> _Study text_:
If the haystack doesn't change, you could run a slow process to somehow index the haystack. The obvious one would be to make a list of all of the possibe strings in the haystack, but there is probably a much better way.
pdq
Friday, February 27, 2004
Yeh haystack and needle based on user supplied files
S. Tanna
Friday, February 27, 2004
If the number of needles is very large then precomputing some hashs from the buffer may help.
Say all of your needles are at least 8 characters long. Generate a set of hashes at each offset and store these in a map of (hash value -> offset).
For each needle compute the hash of the first 8 characters and look this up in the map. You get a list of *possible* offsets to verify.
Depending on the distribution of the needle lengths, etc you could tweak this algorithm. For example, compute hashes for all prefixes 1 ... N (giving N maps).

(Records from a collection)

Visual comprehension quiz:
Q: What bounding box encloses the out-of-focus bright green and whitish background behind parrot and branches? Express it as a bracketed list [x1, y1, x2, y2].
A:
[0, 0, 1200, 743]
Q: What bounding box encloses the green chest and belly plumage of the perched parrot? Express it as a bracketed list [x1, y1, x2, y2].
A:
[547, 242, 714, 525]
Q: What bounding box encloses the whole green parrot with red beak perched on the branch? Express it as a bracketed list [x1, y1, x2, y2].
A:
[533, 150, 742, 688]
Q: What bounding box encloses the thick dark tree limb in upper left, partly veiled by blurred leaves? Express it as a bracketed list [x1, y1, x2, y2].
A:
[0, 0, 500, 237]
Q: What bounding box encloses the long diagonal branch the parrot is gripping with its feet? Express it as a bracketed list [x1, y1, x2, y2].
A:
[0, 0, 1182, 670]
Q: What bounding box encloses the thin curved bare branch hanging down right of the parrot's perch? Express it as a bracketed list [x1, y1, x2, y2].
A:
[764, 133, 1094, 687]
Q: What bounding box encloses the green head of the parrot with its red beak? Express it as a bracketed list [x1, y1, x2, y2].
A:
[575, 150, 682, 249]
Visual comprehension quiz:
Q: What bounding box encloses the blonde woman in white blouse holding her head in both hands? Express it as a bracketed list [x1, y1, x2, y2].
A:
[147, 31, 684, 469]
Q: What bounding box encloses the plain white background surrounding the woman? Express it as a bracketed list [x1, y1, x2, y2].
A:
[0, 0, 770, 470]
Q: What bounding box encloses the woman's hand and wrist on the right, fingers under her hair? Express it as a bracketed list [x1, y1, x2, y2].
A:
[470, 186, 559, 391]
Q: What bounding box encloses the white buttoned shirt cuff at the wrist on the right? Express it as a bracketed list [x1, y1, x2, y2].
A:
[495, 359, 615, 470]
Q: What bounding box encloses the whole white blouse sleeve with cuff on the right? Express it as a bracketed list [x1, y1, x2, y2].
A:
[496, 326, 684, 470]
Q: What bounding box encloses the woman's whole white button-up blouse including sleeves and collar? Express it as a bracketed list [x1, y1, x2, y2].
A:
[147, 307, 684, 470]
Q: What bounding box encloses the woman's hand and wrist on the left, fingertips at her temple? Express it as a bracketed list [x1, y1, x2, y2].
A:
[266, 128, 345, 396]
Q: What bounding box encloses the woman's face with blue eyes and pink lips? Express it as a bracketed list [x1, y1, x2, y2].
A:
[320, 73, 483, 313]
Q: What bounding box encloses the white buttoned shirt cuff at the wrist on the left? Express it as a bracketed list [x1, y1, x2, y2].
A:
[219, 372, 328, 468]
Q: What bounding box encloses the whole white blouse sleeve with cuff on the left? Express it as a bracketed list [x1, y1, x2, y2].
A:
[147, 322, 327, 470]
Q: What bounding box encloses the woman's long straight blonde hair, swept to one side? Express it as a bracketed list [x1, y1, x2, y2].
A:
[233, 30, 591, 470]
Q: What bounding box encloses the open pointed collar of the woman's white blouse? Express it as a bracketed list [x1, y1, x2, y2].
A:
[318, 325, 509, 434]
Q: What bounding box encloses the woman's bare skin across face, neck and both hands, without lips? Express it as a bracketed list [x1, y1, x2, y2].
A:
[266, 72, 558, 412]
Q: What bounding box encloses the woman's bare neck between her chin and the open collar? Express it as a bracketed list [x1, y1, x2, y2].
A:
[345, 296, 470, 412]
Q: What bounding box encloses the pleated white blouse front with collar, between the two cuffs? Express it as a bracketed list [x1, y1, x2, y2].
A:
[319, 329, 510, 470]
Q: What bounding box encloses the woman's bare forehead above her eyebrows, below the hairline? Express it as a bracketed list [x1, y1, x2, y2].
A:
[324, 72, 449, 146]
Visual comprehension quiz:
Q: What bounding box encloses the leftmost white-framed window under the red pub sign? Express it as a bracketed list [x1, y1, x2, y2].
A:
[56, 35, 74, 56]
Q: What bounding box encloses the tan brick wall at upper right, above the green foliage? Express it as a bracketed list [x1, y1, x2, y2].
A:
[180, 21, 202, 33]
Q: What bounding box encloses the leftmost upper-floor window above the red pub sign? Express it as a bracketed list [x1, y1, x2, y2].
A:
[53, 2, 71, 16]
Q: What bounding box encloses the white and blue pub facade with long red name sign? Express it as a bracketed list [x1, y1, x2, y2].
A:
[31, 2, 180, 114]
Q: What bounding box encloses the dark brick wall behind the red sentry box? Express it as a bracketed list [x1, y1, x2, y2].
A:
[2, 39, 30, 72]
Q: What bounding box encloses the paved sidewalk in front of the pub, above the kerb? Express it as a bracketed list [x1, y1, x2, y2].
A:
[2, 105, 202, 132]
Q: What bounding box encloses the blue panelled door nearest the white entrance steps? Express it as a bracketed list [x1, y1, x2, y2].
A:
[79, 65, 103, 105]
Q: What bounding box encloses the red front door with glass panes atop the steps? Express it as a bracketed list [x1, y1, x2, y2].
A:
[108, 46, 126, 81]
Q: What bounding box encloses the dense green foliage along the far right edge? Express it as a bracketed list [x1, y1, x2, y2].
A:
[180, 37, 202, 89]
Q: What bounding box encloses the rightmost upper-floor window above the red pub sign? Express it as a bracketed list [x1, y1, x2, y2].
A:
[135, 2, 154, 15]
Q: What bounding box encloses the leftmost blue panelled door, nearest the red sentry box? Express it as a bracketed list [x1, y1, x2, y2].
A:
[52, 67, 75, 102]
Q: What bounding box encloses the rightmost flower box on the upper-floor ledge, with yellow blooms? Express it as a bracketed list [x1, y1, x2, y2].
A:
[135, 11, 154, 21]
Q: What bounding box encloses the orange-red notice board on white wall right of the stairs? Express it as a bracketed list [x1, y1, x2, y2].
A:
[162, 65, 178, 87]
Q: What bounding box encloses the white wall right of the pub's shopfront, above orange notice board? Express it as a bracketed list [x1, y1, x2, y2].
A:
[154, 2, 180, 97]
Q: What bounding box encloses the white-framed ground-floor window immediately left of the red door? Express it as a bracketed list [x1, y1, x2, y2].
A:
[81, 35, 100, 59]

> _Problems to work on_:
A) Answer these questions about the haystack search thread:
(i) What do the haystack and needle depend on?
(ii) What minimum needle length does the hashing approach assume?
(iii) What is the key and what is the value in the map that stores the hashes?
B) Supply the next few sentences of the haystack search thread, picking up after its final line.

> _Numbered responses_:
A)
(i) They depend on files that the user supplies.
(ii) It assumes every needle is at least 8 characters long.
(iii) The key is the hash value and the value is the offset.

B)
Rob Walker
Friday, February 27, 2004
BTW I forgot to mention I did a B.IIb
Which is to use 4 character sequences as well as 2. I could I suppose do 3, 5, 6, 7, 8, etc. too
Storing counts for every possible occurruence is impractical, as the size of the array required for these counts grows massive (e.g. 5 char sequences would potentially require, if 256 chars, 2^40 array elements), so do a bit of hashing around where a single array element in a reasonable size array (say 2^16) represents the highest of each of a number of the large array (e.g. each element in a 2^16 array, represents the highest number in 2^24 arrays)
I have explained the last para very well, but the principle is the same as doing 2 characters
And this does make a dramatic (but not enough) difference.
S. Tanna
Friday, February 27, 2004
Rob, I posted at same time as you.
Needles are not all the same size, but interesting idea. And the kind of thing I'm looking for.
S. Tanna
Friday, February 27, 2004
A minor improvement you could add to your BII idea... if you are already keeping a count of each letter or 2-letter combo int he buffer, you could also keep a list of the index of each occurence. Then when matching your needle you only need to match against the indexes that match the start of the needle, instead of the whole buffer
I dont know what your memory constraints are though, this could be too much data to hold around
MikeMcNertney
Friday, February 27, 2004
If I'm reading this correctly, it sounds like a SolvedProblem -- namely the longest substring problem?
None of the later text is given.